BEGIN

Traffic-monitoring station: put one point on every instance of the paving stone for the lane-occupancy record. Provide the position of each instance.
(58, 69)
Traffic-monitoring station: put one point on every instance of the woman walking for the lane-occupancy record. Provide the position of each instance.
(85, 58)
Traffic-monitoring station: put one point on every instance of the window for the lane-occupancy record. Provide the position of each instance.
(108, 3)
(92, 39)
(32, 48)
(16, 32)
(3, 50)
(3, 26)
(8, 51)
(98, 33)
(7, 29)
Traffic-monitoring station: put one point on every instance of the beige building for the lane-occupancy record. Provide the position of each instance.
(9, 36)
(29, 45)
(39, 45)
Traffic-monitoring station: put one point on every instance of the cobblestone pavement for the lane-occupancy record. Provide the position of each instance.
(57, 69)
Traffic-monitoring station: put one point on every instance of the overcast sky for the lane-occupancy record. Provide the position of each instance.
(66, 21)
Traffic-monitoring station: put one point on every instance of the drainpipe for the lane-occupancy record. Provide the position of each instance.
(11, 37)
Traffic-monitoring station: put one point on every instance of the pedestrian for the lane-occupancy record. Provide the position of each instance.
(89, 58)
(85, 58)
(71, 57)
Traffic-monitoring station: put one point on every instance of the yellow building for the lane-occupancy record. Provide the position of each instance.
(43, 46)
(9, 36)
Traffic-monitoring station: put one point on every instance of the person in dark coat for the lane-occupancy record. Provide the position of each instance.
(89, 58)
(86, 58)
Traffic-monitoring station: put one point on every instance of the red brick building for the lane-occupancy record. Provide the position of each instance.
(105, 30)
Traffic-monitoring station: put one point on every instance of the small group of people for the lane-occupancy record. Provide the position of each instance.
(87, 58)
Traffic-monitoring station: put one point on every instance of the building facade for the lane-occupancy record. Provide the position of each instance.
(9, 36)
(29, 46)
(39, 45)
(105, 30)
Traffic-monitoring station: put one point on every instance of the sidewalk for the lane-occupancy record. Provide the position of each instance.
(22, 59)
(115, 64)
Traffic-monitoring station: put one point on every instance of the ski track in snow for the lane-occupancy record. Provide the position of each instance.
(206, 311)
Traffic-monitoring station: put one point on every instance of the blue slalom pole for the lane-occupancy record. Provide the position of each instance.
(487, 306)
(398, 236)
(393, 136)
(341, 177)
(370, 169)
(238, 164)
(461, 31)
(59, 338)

END

| TASK INSTRUCTIONS |
Could you copy every record above exactly as it stands?

| ANSWER SPACE |
Traffic-monitoring station: put one point on every instance of the paving stone for the lane-occupancy record. Provide the position of each instance.
(58, 69)
Traffic-monitoring station: put one point on every instance of the woman walking for the lane-occupancy record. Provide the position of each instance.
(85, 58)
Traffic-monitoring station: put one point on every instance of the window for the lane-occupancy record. Provide the position of each instance.
(108, 3)
(92, 39)
(32, 48)
(16, 32)
(3, 50)
(3, 26)
(8, 51)
(98, 33)
(7, 29)
Traffic-monitoring station: put one point on every instance of the beige building for the lane-occupancy record. Provide the position of each instance.
(9, 36)
(29, 45)
(39, 45)
Traffic-monitoring station: put one point on every instance of the cobblestone pavement for the lane-occupancy record. Provide the position of each instance.
(57, 69)
Traffic-monitoring station: put one point on every instance of the overcast sky for the lane-occupancy record. Provide the position of each instance.
(66, 21)
Traffic-monitoring station: put one point on every instance of the drainpipe for the lane-occupancy record. Provide the position of each instance.
(11, 37)
Traffic-monitoring station: put one point on every instance of the pedestrian for the lane-occupancy record. Provide the position of each instance.
(89, 58)
(85, 58)
(71, 57)
Traffic-monitoring station: put one point on every instance of the yellow building for the lane-occupancy record. Provide the position of each instance.
(43, 46)
(9, 36)
Traffic-monitoring station: put one point on every instance of the person in dark coat for the lane-occupancy record. Provide the position of each instance.
(89, 58)
(86, 58)
Traffic-monitoring station: put one point on every instance of the red brick building for the lane-occupancy record. Provide the position of each instance.
(105, 30)
Traffic-monitoring station: put one point on every instance of the small group of people for the lane-occupancy record. Provide the position of each instance.
(87, 58)
Traffic-monitoring station: put one point on every instance of the building facade for the lane-occupancy record. Provide the position of each instance.
(9, 36)
(29, 46)
(39, 45)
(105, 30)
Traffic-monitoring station: put one point on every instance of the sidewalk for the lane-occupancy record. Provide the position of each instance.
(22, 59)
(115, 64)
Traffic-monitoring station: put one point on every instance of the ski track in snow for the lane-occupancy record. Provide the position of each instance.
(206, 311)
Traffic-monitoring station: put one point on every instance of the blue slalom pole for the lane-occupancy record. Provide the position of each instance.
(487, 306)
(398, 236)
(393, 136)
(341, 177)
(370, 169)
(238, 164)
(461, 31)
(59, 338)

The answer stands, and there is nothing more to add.